> Task
Print the full set of records below, character for character and picture-free.

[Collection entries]
━━━
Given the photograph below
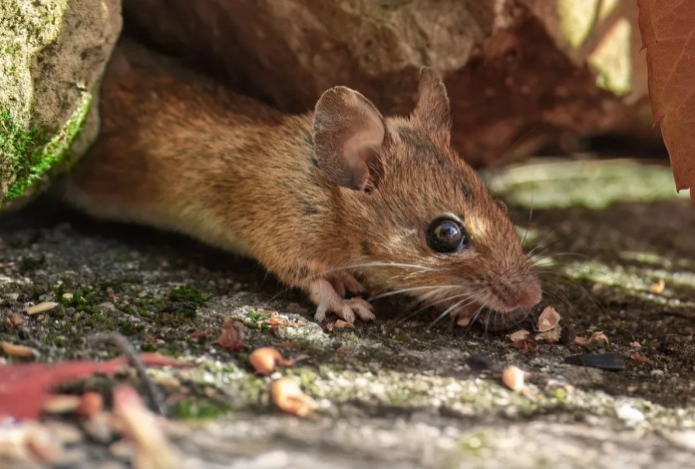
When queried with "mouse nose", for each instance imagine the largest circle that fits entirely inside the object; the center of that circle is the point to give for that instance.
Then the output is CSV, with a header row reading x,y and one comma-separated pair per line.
x,y
530,296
━━━
> Written response
Given the photograph below
When queried with "mouse nose", for each instance imagine the largest circle that fits entirely inside the object; the center of that circle is the point to give for that instance.
Then the output is CSV, with a header row reading x,y and one comma-separated pair per line.
x,y
530,296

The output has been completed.